** TEXT PROVIDED **
—————

Prior to the assembly of genomes, only a few studies had been done on the apoC-I gene of other primates, namely baboons and macaques. Herbert et al. were the first to characterize apoC-I in a non-human primate (28). These authors noted that the cynomolgus monkey had two forms of apoC-I, with one lacking the dipeptide, Asp Pro at the N-terminus. They also reported that like human apoC-I, the protein was positively charged. Pastorcic et al. (29) found the gene for baboon apoC-I to be like humans, with four exons and three introns. The gene also encoded a 26 amino acid signal sequence and a 57 amino acid mature protein (29). Comparing the baboon gene to the human pseudogene, they concluded that the number of non-synonymous substitutions were consistent with an ancient inactivation of the gene. They estimated that the pseudogene was formed approximately 25 mya.

C-1) Apo C-I Genes of Primates

The genomic data in the following sections were obtained from the databases of the National Center of Biological Information (NCBI), the University of California at Santa Cruz (UCSC) and the Swiss Institute for Bioinformatics (SIB) in Lausanne Switzerland. Alu sequences were identified using CENSOR, a tool avail online on the webpage of the Genetic Information Research Institute, Mountain View, CA.

—————

** INPUT DATA **

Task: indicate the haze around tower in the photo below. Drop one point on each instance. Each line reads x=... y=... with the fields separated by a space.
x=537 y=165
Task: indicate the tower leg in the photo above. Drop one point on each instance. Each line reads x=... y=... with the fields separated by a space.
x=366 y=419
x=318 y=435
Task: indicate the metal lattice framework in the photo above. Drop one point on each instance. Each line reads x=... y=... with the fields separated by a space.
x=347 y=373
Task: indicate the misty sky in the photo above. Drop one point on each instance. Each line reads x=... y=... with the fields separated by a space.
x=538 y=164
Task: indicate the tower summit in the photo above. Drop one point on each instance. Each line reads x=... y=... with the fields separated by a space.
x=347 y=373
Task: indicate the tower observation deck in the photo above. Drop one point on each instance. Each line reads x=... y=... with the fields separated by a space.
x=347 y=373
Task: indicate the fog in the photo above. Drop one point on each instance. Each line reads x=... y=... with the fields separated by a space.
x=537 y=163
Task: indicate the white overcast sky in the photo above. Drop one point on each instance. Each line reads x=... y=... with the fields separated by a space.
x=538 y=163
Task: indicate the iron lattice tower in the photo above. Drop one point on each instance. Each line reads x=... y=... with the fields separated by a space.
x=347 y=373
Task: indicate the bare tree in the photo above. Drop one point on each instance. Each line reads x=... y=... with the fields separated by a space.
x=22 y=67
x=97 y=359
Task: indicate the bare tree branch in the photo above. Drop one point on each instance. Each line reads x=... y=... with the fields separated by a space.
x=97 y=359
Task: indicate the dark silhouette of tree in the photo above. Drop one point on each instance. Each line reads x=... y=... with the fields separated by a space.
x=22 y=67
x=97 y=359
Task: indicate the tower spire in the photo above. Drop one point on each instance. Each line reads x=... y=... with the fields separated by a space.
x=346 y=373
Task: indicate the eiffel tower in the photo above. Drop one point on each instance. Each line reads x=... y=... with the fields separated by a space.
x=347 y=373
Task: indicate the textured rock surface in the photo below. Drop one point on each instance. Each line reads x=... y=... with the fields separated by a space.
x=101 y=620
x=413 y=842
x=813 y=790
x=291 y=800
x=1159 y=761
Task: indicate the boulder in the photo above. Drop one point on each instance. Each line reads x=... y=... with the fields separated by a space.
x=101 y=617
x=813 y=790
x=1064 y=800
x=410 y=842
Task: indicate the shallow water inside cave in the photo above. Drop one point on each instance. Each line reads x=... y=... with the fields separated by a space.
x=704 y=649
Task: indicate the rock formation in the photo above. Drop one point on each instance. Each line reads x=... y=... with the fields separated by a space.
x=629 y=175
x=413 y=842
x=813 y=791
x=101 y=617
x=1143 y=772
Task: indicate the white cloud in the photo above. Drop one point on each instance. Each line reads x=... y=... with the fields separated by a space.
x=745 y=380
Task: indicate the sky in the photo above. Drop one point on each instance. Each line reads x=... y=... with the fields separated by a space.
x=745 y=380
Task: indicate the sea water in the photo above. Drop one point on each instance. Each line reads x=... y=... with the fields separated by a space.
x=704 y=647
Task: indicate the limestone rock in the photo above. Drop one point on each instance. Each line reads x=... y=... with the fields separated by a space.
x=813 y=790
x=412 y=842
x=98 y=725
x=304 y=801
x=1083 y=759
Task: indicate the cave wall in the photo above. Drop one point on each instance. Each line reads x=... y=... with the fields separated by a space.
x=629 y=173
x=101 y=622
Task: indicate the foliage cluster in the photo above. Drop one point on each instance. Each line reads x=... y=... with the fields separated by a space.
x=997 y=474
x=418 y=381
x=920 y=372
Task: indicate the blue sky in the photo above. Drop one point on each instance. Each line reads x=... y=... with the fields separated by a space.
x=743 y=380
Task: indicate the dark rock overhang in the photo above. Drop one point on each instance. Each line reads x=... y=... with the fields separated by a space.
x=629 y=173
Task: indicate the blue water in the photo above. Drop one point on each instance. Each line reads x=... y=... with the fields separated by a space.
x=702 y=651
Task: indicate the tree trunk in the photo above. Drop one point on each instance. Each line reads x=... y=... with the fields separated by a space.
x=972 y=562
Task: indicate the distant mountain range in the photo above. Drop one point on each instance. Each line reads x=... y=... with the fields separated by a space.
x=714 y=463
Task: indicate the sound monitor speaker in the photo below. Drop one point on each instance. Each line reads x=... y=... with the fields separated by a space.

—————

** ABOUT THIS TASK **
From the apoC-I passage, write out the words between "C-1) Apo C-I" and "Mountain View, CA.", inclusive, with no changes. Draw only on the apoC-I passage, not on the listing.

** WRITTEN RESPONSE **
C-1) Apo C-I Genes of Primates

The genomic data in the following sections were obtained from the databases of the National Center of Biological Information (NCBI), the University of California at Santa Cruz (UCSC) and the Swiss Institute for Bioinformatics (SIB) in Lausanne Switzerland. Alu sequences were identified using CENSOR, a tool avail online on the webpage of the Genetic Information Research Institute, Mountain View, CA.